**DOCUMENT EXCERPT:**

:::

On March 18, 2017, control room operators at Turkey Point declared an Alert based on Emergency Action Level H.A.2 - Fire or Explosion affecting plant safety systems. As a result of this event the NRC launched a special inspection. The results of the special inspection were documented in NRC reactive inspection report 05000250, 05000251/2017008 (ADAMS Accession No. ML17132A258). Unresolved Item (URI)05000250, 251/2017008-02, Potential Failure to Complete an Adequate Risk Assessment was opened to: 1) determine the adequacy of risk management actions taken to protect Unit 3 equipment while the 4A and 4B HHSI pumps were removed from service;

(2) review the OLRM tool to determine whether the core damage frequency (CDF) results were consistent with the unavailability of the HHSI pumps and the 3A 4kV switchgear; and,
(3) review the licensees procedures to determine why instructions were provided to the start the HHSI pumps while the recirculation lines were tagged out, without evaluating the potential consequences for damaging the pumps during a small break loss of coolant accident (LOCA).

The inspectors reviewed the information that was obtained during the special inspection relating to this URI, including interviews with senior reactor operators (SROs). The inspectors also reviewed the licensees risk assessment that addressed the Unit 4 HHSI pumps that were taken out of service and the assessments and risk management actions (RMAs) completed after the 3A 4kV switchgear failed. The senior reactor analyst reviewed results of the licensees OLRM program for various equipment alignments and configurations simulating the equipment failures that occurred on March 18, 2017 including the unavailability of the HHSI pumps, to determine if the CDF output was consistent with expected results obtained from NRC risk models. The inspectors noted the licensee had not completed a risk assessment after the failure of the 3A 4kV switchgear. After the 3A 4kV switchgear failed, CDF of Unit 3 and Unit 4 increased; Unit 4 remained in the green risk band and Unit 3 transitioned to the red band. However, the inspectors noted that the licensee mitigated the increased risk by promptly establishing RMAs to address the failure of the 3A 4kV switchgear that resulted in the unavailability of the 3A HHSI pump and prioritized restoration of the Unit 4 HHSI pumps to an operable condition. Specifically, since the maintenance had not progressed to cutting the HHSI pump recirculation piping, the licensee was able to take immediate actions to back out of the maintenance and restore the Unit 4 HHSI pumps to an operable condition within about two hours. Additionally, immediate actions were taken to start a Unit 3 reactor coolant pump to establish forced convection cooling in the RCS, and immediate actions were taken to assess the integrity of, and, guard the 3B 4kV switchgear. The inspectors determined the licensees prioritization of activities and management of actions to address the increased risk were appropriate.

The inspectors reviewed the Condition Evaluation AR 2193584 and the associated corrective actions which the licensee completed to address this URI. The inspectors reviewed with engineering personnel the HHSI pump design aspects and failure mechanisms associated with operating a pump in dead head configuration, i.e., with the pump recirculation line isolated and no flow established through the pump. The inspectors reviewed with operations personnel the emergency operating procedure (EOP) accident scenarios during which a HHSI pump could be operated dead headed with no injection flow. Additionally, the inspectors reviewed the refueling water storage tank (RWST) inventory that would be lost if failure of the pump seals occurred due to overheating a HHSI pump during operation in dead head. The inspectors reviewed the licensees procedures used to assess online risk management and guarding of equipment to determine if correct RMAs were taken to protect Unit 3 equipment while the 4A and 4B HHSI pumps were removed from service. The inspectors determined that the 0-ADM-225 procedure was very comprehensive and included adequate instructions for assessing and managing online plant risk, including protection of Unit 3 equipment while the 4A and 4B HHSI pumps were removed from service. However, the inspectors determined that operating the HHSI pumps in a dead head configuration with no recirculation flow during accident scenarios and the resulting equipment complications and operator actions was not reviewed in the licensees maintenance rule (a)(4) risk assessment on March 18, 2017. An NRC-identified Green NCV is discussed below.

:::

**DATASET RECORDS:**
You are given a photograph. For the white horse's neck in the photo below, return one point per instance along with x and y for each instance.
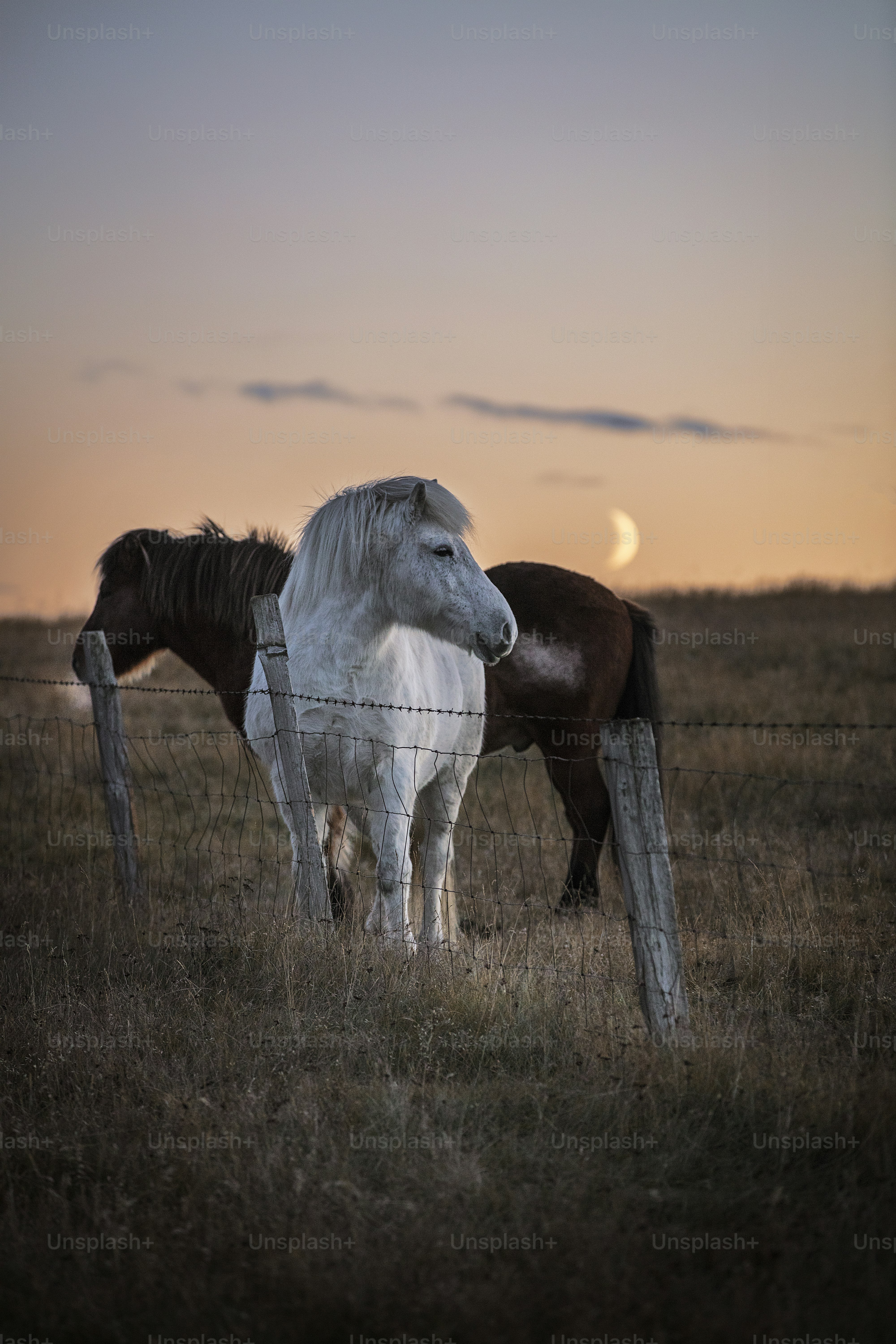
(350, 631)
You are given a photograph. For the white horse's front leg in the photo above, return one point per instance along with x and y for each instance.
(392, 841)
(440, 802)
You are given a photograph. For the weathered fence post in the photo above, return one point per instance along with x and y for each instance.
(311, 892)
(633, 780)
(113, 759)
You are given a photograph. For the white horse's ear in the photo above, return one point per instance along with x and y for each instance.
(417, 502)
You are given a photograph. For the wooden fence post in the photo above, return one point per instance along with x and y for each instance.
(633, 780)
(312, 894)
(117, 780)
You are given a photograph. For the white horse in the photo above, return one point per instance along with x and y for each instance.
(386, 605)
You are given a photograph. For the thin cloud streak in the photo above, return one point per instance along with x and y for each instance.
(617, 421)
(320, 392)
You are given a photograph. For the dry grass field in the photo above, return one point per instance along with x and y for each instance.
(293, 1136)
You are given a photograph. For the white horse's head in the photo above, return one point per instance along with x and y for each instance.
(404, 541)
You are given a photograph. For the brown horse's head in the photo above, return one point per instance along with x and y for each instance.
(134, 634)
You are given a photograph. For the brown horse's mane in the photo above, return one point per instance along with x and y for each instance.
(206, 569)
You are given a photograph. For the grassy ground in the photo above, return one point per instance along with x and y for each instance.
(410, 1107)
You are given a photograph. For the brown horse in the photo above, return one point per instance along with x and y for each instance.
(582, 655)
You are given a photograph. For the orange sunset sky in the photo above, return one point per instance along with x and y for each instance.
(569, 259)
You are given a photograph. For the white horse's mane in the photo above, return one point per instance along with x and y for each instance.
(336, 542)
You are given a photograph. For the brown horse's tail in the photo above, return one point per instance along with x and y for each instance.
(641, 694)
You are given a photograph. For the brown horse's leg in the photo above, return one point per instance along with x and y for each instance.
(342, 893)
(588, 808)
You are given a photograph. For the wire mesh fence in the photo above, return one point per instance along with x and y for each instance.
(207, 826)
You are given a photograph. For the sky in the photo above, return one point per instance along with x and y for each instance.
(604, 269)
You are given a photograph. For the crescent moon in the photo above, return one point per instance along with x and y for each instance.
(627, 548)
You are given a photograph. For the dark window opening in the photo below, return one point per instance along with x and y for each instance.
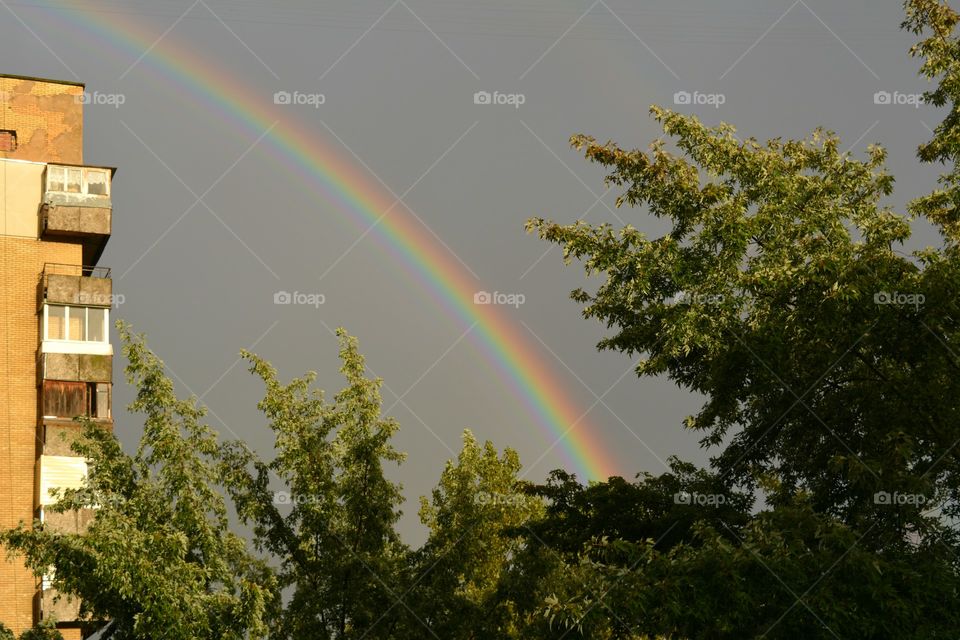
(63, 399)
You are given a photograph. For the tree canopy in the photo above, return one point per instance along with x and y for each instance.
(781, 293)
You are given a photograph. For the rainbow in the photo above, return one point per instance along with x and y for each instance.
(335, 178)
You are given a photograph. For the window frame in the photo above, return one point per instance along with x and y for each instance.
(63, 173)
(69, 310)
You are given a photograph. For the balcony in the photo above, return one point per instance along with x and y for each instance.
(76, 203)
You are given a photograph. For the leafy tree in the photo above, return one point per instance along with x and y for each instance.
(158, 560)
(477, 502)
(46, 630)
(340, 559)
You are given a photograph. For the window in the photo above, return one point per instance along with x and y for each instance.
(96, 182)
(73, 180)
(62, 399)
(76, 324)
(8, 140)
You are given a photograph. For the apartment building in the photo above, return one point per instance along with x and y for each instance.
(56, 359)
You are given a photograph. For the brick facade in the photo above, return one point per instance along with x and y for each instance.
(46, 118)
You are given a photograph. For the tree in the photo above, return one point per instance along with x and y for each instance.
(339, 556)
(158, 560)
(478, 502)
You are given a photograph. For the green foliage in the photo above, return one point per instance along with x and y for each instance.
(780, 294)
(477, 502)
(46, 630)
(332, 525)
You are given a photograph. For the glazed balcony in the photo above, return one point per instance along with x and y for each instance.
(76, 203)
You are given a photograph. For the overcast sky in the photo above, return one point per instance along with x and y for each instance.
(209, 224)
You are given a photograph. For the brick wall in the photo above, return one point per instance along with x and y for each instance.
(47, 118)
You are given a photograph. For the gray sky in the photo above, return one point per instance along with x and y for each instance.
(398, 81)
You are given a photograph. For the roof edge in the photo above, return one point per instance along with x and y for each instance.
(14, 76)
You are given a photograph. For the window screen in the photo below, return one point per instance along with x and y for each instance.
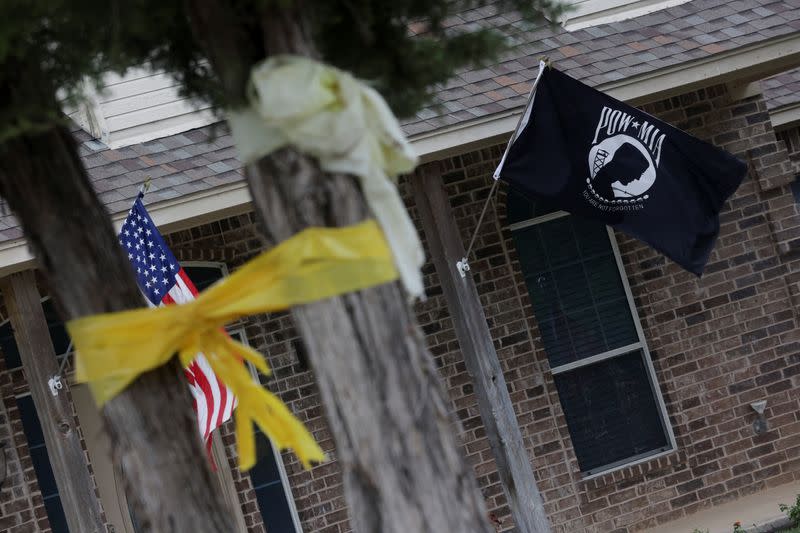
(575, 288)
(268, 486)
(600, 364)
(611, 413)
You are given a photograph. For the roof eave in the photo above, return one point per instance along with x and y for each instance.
(746, 63)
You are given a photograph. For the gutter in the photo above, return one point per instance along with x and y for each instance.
(743, 64)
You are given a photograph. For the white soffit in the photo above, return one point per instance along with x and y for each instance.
(746, 63)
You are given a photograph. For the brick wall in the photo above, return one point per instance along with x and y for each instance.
(22, 508)
(317, 493)
(717, 343)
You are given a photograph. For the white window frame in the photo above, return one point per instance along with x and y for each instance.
(587, 13)
(641, 344)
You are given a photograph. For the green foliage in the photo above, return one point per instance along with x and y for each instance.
(792, 511)
(371, 39)
(49, 46)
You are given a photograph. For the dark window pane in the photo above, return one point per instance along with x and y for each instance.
(266, 469)
(611, 411)
(55, 515)
(203, 277)
(575, 288)
(275, 509)
(270, 493)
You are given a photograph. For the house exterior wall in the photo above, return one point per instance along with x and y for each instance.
(718, 343)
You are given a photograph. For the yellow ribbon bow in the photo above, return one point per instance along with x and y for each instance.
(112, 349)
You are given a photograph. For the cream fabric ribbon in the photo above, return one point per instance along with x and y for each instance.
(348, 127)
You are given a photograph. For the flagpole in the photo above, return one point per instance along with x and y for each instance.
(463, 265)
(145, 187)
(524, 118)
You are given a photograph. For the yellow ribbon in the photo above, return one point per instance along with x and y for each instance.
(113, 349)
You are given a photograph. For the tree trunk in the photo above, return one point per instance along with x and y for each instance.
(151, 424)
(403, 470)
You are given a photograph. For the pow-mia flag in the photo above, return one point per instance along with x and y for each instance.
(596, 157)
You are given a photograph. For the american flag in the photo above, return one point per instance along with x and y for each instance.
(164, 282)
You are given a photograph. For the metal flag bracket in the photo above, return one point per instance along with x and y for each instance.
(55, 385)
(55, 382)
(463, 267)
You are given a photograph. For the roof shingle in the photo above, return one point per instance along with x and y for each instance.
(204, 158)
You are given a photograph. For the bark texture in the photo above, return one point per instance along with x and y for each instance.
(403, 470)
(75, 484)
(151, 424)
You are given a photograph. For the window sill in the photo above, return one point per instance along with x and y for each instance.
(649, 464)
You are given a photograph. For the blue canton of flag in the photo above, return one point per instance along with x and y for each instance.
(164, 282)
(153, 262)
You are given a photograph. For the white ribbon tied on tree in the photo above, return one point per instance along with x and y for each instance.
(348, 127)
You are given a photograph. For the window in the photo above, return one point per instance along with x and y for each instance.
(592, 337)
(268, 477)
(41, 464)
(588, 13)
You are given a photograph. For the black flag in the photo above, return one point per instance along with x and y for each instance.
(595, 157)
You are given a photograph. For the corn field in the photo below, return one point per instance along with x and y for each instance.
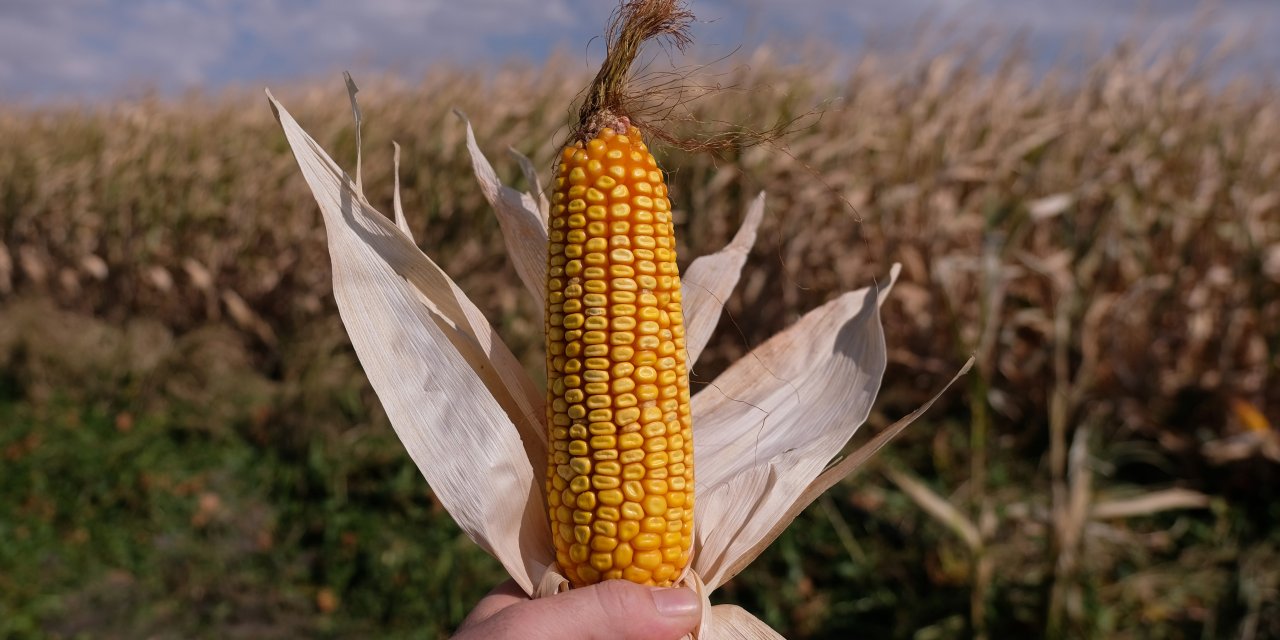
(190, 447)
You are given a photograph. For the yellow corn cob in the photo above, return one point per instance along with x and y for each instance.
(620, 478)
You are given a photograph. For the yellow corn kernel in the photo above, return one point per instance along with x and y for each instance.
(620, 471)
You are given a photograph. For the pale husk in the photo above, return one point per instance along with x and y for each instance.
(711, 279)
(522, 222)
(766, 430)
(457, 398)
(769, 424)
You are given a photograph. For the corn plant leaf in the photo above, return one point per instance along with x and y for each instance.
(401, 222)
(711, 279)
(839, 471)
(539, 193)
(453, 392)
(524, 227)
(771, 423)
(732, 622)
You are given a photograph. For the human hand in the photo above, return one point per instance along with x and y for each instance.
(615, 609)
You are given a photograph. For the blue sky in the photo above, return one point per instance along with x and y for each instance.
(81, 50)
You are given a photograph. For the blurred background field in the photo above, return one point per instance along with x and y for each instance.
(190, 448)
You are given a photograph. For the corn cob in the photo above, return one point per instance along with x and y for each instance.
(620, 478)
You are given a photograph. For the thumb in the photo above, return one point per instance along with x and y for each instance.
(613, 609)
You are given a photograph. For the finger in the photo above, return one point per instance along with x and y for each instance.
(502, 597)
(609, 611)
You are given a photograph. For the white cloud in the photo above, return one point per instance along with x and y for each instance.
(92, 48)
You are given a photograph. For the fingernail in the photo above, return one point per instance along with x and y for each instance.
(676, 603)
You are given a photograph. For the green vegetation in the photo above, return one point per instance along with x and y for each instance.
(188, 447)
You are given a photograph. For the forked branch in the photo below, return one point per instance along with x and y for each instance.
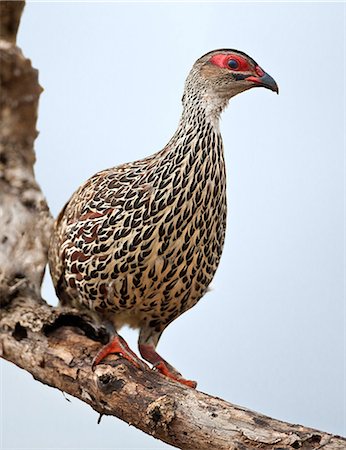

:::

**GOAL OF THE EXERCISE:** Reproduce, word for word, the part of the Turkey Point inspection excerpt above that opens with the words "(2) review the" and closes with "coolant accident (LOCA).".

**RESULT OF THIS EXERCISE:**
(2) review the OLRM tool to determine whether the core damage frequency (CDF) results were consistent with the unavailability of the HHSI pumps and the 3A 4kV switchgear; and,
(3) review the licensees procedures to determine why instructions were provided to the start the HHSI pumps while the recirculation lines were tagged out, without evaluating the potential consequences for damaging the pumps during a small break loss of coolant accident (LOCA).